### STUDY TEXT:
====
Investigate the composition of samples

We will characterize the composition of the samples using X-ray fluorescence (XRF) and X-ray diffraction (XRD) instruments at the Facility for Electron Microscopy Research at McGill University, under the supervision of astrobiologist Dr. Léveillé. FRX instruments provide information on the elemental and chemical composition of the samples, while the DRX provides information on the mineralogy of the material.

Investigate the biosignature of samples

The biosignature content of the samples will be analyzed at McGill University under the supervision of astrobiologist Dr. Léveillé. More specifically, we will target the elemental and textural signatures of jarosite and associated minerals. While the preservation of organic matter is expected to be low on Mars, minerals may retain information for much longer periods of time as they are not subjected as much to oxidative processes and radiation effects as organic matter [8,9]. For these reasons, minerals related to hydrothermal systems and alteration minerals are considered as primary exploration targets on Mars [10,11].

Jarosite and related iron sulphate minerals are generally produced from low-temperature aqueous alteration in sulfide-rich hydrothermal systems [12,13]. Thus, they are of particular interest on Mars and in our study region. It has recently been shown that jarosite formed without the presence of life has spectral differences from jarosite formed in the presence of life [14]. It has also been shown that the study of terrestrial occurrences of jarosite can help to reinterpret the history of the presence of water on Mars, on the basis of data collected by rovers. The conclusion is that the presence of jarosite, rather than suggesting acidic and water-limited environments, suggests much more habitable conditions at the beginning of Mars [15].

Hydrothermal systems on Earth are well known to contain diverse microbial communities, many of which leave characteristic biosignatures in rocks and minerals, including mineralized filamentous forms [12,13]. The advantage of investigating samples in the laboratory is that a high level of detail can be obtained regarding the interactions between microbes, organic matter and mineral matter. In fact, the study of samples collected from Mars may be the only way to conclusively detect the past presence of life.

Our approach can be used to investigate biosignatures and develop an unambiguous set of them. In addition to simulating the analysis of samples from the planet Mars, this effort will also help to better understand the preservation of biosignature in Mars-like minerals over geological time, in cold and arid climates. We will combine LIBS and Raman spectroscopy in the laboratory to characterize samples and identify biosignatures. These will be further investigated using a scanning and transmission electron microscope at the Facility for Electron Microscopy Research at McGill University.


  1. Percival and Williamson (2017) Morphology, mineralogy and geochemistry of gossans, Axel Heiberg Island, Nunavut, in Williamson, M.-C. (2017) GEM 2 High Arctic Large Igneous Province (HALIP) activity: workshop report; Geological Survey of Canada, Open File 8151, 60 p.

  2. Harris et al. (2012) Remote Predictive Mapping: An Approach for the Geological Mapping of Canada’s Arctic, Dr. Imran Ahmad Dar (Ed.), ISBN: 978-953-307-861-8, InTech.

  3. Percival and Williamson (2016) Mineralogy and spectral signature of reactive gossans, Victoria Island, NT, Canada, Applied Clay Science, 119, 431–440.

  4. Cloutis et al. (2015) The Canadian space agency planetary analogue materials suite, Planetary and Space Science, 119, 155-172.

  5. Banfield et al. (2001). Mineralogical biosignatures and the search for life on Mars. Astrobiology, 1(4), 447-465.

  6. Varnes et al. (2003). Biological potential of Martian hydrothermal systems. Astrobiology, 3(2), 407-414.

  7. National Academies of Sciences, Engineering, and Medicine (2019) An Astrobiology Strategy for the Search for Life in the Universe. Washington, DC: The National Academies Press.
====
Records excerpted from a collection
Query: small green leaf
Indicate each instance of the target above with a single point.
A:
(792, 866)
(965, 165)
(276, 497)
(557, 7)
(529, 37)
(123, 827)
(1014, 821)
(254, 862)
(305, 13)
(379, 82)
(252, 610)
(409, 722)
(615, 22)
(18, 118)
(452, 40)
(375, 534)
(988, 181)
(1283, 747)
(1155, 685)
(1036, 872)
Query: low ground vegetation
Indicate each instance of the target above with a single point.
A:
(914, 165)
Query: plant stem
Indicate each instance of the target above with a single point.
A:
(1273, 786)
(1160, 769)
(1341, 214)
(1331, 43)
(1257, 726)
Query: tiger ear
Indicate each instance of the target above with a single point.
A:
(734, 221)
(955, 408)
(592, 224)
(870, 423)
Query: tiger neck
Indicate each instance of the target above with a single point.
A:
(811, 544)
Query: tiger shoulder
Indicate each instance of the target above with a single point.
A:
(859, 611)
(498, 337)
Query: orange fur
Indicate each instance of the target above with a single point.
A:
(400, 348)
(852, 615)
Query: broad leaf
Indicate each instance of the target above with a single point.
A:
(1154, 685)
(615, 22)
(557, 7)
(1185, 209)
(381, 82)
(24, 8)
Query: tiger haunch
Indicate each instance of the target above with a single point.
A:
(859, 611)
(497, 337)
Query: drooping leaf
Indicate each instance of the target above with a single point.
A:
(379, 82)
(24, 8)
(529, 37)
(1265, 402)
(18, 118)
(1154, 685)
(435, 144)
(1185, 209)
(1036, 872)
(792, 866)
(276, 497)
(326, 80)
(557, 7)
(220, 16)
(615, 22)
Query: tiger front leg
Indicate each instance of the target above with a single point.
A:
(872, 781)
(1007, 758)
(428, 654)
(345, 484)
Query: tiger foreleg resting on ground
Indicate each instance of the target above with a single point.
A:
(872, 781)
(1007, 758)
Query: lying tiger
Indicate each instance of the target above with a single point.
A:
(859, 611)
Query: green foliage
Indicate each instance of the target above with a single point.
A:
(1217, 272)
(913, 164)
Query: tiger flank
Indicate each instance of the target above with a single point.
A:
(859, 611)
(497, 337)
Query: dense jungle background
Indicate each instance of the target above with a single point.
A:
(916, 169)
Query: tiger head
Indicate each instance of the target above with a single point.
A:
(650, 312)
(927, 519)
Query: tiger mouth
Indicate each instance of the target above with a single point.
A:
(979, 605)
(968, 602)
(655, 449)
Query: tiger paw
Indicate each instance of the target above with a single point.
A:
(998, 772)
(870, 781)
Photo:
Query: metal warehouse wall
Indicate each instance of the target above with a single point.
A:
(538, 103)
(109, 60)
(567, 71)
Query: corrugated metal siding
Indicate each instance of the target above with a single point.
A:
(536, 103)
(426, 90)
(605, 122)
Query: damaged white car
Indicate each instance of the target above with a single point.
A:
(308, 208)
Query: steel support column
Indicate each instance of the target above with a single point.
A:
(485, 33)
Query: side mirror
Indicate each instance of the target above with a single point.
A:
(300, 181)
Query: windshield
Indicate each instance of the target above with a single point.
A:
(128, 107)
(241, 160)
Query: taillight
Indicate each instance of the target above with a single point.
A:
====
### TASKS TO COMPLETE:
A: In the sample-analysis text, how would you render this sentence in Spanish: "The advantage of investigating samples in the laboratory is that a high level of detail can be obtained regarding the interactions between microbes, organic matter and mineral matter."
B: Can you write out the stretch of the sample-analysis text from "1. Percival and" through "Science, 119, 431–440."?

### ANSWERS TO THE PROBLEMS:
A: La ventaja de investigar muestras en el laboratorio es que se puede obtener un alto nivel de detalle sobre las interacciones entre los microbios, la materia orgánica y la materia mineral.

B:
1. Percival and Williamson (2017) Morphology, mineralogy and geochemistry of gossans, Axel Heiberg Island, Nunavut, in Williamson, M.-C. (2017) GEM 2 High Arctic Large Igneous Province (HALIP) activity: workshop report; Geological Survey of Canada, Open File 8151, 60 p.

  2. Harris et al. (2012) Remote Predictive Mapping: An Approach for the Geological Mapping of Canada’s Arctic, Dr. Imran Ahmad Dar (Ed.), ISBN: 978-953-307-861-8, InTech.

  3. Percival and Williamson (2016) Mineralogy and spectral signature of reactive gossans, Victoria Island, NT, Canada, Applied Clay Science, 119, 431–440.